*RECORDS FOR PROCESSING*.
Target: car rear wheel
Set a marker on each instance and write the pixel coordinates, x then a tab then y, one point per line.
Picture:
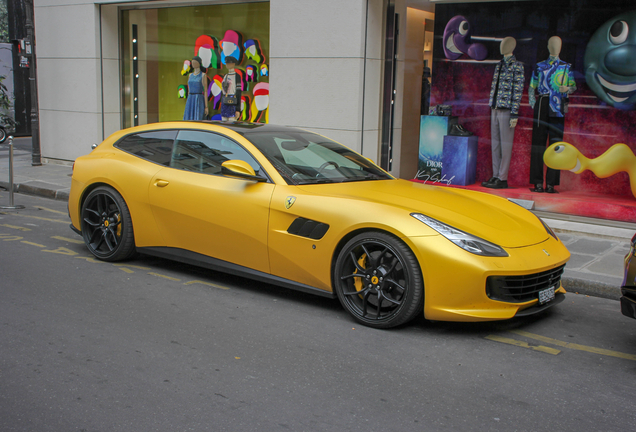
378	280
107	225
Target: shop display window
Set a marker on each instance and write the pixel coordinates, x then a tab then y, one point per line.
578	140
157	51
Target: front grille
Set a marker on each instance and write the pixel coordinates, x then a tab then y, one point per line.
519	289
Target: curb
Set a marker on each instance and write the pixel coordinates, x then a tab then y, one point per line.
592	288
37	191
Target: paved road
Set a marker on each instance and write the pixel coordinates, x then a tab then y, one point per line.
151	345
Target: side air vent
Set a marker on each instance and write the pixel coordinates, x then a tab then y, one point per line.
308	228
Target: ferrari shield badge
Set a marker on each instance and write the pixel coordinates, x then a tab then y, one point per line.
289	202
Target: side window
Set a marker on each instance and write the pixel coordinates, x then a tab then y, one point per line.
154	146
204	152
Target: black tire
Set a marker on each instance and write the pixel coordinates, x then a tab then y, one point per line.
378	280
107	226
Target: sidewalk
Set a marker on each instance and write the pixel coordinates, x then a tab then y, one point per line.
598	247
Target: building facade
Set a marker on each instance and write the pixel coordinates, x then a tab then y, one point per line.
362	72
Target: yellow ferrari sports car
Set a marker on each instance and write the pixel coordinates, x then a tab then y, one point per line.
294	208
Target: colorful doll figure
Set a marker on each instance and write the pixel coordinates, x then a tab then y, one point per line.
253	51
187	68
456	40
242	75
245	108
232	46
182	91
258	110
214	91
207	47
252	74
610	62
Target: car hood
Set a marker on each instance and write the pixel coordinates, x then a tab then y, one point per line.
487	216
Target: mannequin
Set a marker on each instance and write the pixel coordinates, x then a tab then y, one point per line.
554	81
231	87
505	98
196	103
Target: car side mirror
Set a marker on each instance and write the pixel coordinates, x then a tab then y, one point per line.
241	169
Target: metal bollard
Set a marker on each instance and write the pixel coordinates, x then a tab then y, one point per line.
11	206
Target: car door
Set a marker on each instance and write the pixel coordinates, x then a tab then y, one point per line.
200	210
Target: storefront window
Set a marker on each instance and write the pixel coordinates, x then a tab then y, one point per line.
158	46
571	78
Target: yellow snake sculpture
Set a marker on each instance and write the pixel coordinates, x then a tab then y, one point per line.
617	158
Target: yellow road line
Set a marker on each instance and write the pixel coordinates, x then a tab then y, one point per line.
574	346
9	237
164	276
51	210
70	240
206	283
62	251
521	344
132	266
91	259
35	217
32	244
16	227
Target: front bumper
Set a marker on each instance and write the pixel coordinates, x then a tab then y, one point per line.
455	281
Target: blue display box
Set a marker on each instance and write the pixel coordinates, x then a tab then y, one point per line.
459	160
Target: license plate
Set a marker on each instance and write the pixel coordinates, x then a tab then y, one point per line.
546	295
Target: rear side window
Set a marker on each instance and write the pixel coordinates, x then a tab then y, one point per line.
204	152
154	146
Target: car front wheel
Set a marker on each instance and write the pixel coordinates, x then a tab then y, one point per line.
107	225
378	280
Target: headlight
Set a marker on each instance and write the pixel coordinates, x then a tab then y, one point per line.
464	240
548	229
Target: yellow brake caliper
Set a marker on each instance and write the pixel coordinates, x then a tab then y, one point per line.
359	283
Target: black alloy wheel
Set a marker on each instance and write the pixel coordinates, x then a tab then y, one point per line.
379	281
107	225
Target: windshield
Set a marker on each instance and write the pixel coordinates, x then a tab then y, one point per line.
307	158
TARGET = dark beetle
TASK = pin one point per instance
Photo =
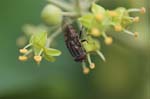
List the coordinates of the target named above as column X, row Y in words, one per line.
column 73, row 43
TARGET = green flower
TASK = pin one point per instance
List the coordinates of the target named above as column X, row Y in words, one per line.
column 38, row 46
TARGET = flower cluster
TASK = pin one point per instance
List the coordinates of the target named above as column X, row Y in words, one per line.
column 95, row 22
column 38, row 46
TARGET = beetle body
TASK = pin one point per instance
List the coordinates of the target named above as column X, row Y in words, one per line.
column 73, row 44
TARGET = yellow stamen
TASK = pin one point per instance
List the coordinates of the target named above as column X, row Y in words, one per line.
column 37, row 59
column 113, row 13
column 108, row 40
column 95, row 32
column 23, row 58
column 99, row 17
column 118, row 28
column 23, row 51
column 136, row 19
column 143, row 10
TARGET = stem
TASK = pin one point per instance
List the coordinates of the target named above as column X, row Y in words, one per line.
column 79, row 10
column 61, row 4
column 70, row 14
column 53, row 36
column 134, row 10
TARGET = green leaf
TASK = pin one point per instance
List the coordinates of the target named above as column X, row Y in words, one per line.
column 49, row 58
column 39, row 39
column 52, row 52
column 86, row 20
column 97, row 9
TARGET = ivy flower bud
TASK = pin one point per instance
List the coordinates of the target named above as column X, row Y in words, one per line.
column 108, row 40
column 142, row 10
column 95, row 32
column 113, row 13
column 23, row 58
column 118, row 28
column 37, row 59
column 23, row 51
column 136, row 34
column 136, row 19
column 92, row 65
column 86, row 70
column 99, row 17
column 51, row 15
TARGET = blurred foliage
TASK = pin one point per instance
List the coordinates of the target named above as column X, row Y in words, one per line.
column 125, row 75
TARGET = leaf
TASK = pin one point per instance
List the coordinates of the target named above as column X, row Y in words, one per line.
column 39, row 39
column 86, row 20
column 97, row 9
column 49, row 58
column 52, row 52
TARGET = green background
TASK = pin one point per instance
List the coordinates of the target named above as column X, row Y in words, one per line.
column 125, row 75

*SHORT EXERCISE*.
Write out all of the material above again, swapping every "Set a marker" for "Put a marker" and changing nothing else. Leave the pictures out.

*WRITTEN RESPONSE*.
Target: car rear wheel
Put a marker on each instance and write the pixel coordinates, x then a tab then y, one point per line.
Picture:
378	280
107	225
Target: shop display window
Put a marker on each instance and write the pixel coordinates, x then a tab then y, one point per line.
578	140
157	51
Target: front grille
Put a marker on each instance and write the pixel coordinates, x then a tab then y, one point per line.
519	289
Target: curb
Put a marker on each instance and write the pixel coordinates, x then a tab then y, one point per line.
592	288
37	191
Target: paved road
Put a marker on each instance and write the pixel coordinates, x then a tab then y, one point per line.
151	345
Target: side air vent
Put a marker on each instance and write the pixel coordinates, x then a tab then y, one point per line.
308	228
Target: ferrari shield badge
Put a marker on each instance and write the pixel coordinates, x then a tab then y, one point per line.
289	202
Target: side window
Put a marker on each instance and write the pixel coordinates, x then a tab then y, one point per line.
154	146
204	152
Target: black tire
Put a marker on each instance and write the pixel coordinates, x then a tab then y, one point per line.
378	280
107	226
Target: sidewalk
Put a marker on each instance and write the pixel coordinates, x then a tab then y, one point per line.
598	247
Target: building facade
Put a marker on each instance and write the pixel coordinates, x then a tab then y, one point per line.
362	72
Target: yellow ferrari sports car
Put a marker on each instance and write the pixel coordinates, x then a tab then y, one point per line.
294	208
Target: colorful doll figure
Put a marker on each instance and write the pixel coordinates, x then a tab then y, one point per line.
253	51
187	68
456	40
242	75
245	108
232	46
182	91
258	110
214	91
207	47
252	74
610	62
Target: car hood
Put a marker on each instance and write the pixel coordinates, x then a tab then y, one point per line.
487	216
Target: mannequin
Put a marker on each instance and write the pixel coordinates, x then a tab then y, one point per line.
554	81
231	87
505	98
196	103
Target: car side mirror
Put a marker on each instance and write the pixel coordinates, x then a tab then y, one point per line.
241	169
Target: metal bollard
Put a marker on each instance and write the pixel coordinates, x then a tab then y, one point per line.
11	206
Target: car door
Put a marker on each instance and write the pixel coordinates, x then a tab then y, one point per line.
200	210
Target: storefront window
Put a marker on each instance and write the pixel coordinates, x then a tab then y, one point per line.
158	46
571	78
Target: yellow snake sculpture
Put a marker on each instance and write the pixel coordinates, x then a tab then y, one point per line.
617	158
Target: yellow road line
Put a marker on each instance and write the pixel coordinates, x then a tab then y, one point per line.
574	346
9	237
164	276
51	210
70	240
206	283
62	251
521	344
132	266
91	259
35	217
32	244
16	227
Target: front bumper
Put a marker on each instance and write the pixel coordinates, x then a tab then y, one point per line.
455	281
Target: blue display box
Put a marker on each instance and write the pixel coordinates, x then a tab then y, one point per line.
459	160
Target: license plate
Put a marker on each instance and write the pixel coordinates, x then a tab then y, one point per line.
546	295
Target: rear side window
Put a marker on each instance and write the pixel coordinates, x then a tab then y, one point per line.
204	152
154	146
Target: car front wheel
Put a marker on each instance and write the pixel coordinates, x then a tab then y, one point per line.
107	225
378	280
Target: headlight
Put a marker on each instance and write the pixel coordinates, x then a tab then y, one point per line.
464	240
548	229
Target: yellow brake caliper
Put a marker on each instance and write the pixel coordinates, x then a tab then y, one point per line.
359	283
Target: black alloy wheel
Put a marker on each instance and write the pixel coordinates, x then a tab then y, one point per line.
379	281
107	225
Target: windshield
Put a marker on each instance and write the pixel coordinates, x then a tab then y, one point per line.
307	158
TARGET = dark beetle
TASK = pin one point per instance
Photo =
List the coordinates of the target named above as column X, row Y in words, one per line.
column 73, row 43
TARGET = green flower
TASK = pin one point per instance
List the coordinates of the target named above as column X, row Y in words, one per line.
column 38, row 46
TARGET = flower cluster
TASK = pin one point per instance
List the coordinates of the target named above as column X, row Y in words, one per line.
column 95, row 22
column 38, row 46
TARGET = beetle body
TASK = pin one point per instance
List the coordinates of the target named above as column X, row Y in words, one per line.
column 73, row 44
TARGET = yellow stamen
TASK = pin one point per instance
List the coordinates of the target named above as column X, row Y in words, one per line.
column 37, row 59
column 113, row 13
column 108, row 40
column 95, row 32
column 23, row 58
column 99, row 17
column 118, row 28
column 23, row 51
column 136, row 19
column 143, row 10
TARGET = stem
TASK = pin one point per instance
List the coordinates of the target named above as column X, row Y in words, one per line.
column 79, row 10
column 61, row 4
column 70, row 14
column 53, row 36
column 134, row 10
TARGET = green leaf
TASK = pin one point per instance
List the coordinates of the target named above as column X, row Y in words, one per line.
column 49, row 58
column 39, row 39
column 52, row 52
column 86, row 20
column 97, row 9
TARGET = ivy flower bud
TASK = pin one point per instance
List the coordinates of the target named above as column X, row Y in words, one per line.
column 108, row 40
column 142, row 10
column 95, row 32
column 113, row 13
column 23, row 58
column 118, row 28
column 37, row 59
column 23, row 51
column 136, row 34
column 136, row 19
column 92, row 65
column 86, row 70
column 99, row 17
column 51, row 15
TARGET = blurred foliage
TASK = pin one point per instance
List the coordinates of the target named above as column X, row Y in words, one per line.
column 125, row 75
TARGET = leaf
TASK = pin one point per instance
List the coordinates of the target named above as column X, row Y in words, one per line.
column 39, row 39
column 86, row 20
column 97, row 9
column 49, row 58
column 52, row 52
TARGET = green background
TASK = pin one point per instance
List the coordinates of the target named above as column X, row Y in words, one per line.
column 125, row 75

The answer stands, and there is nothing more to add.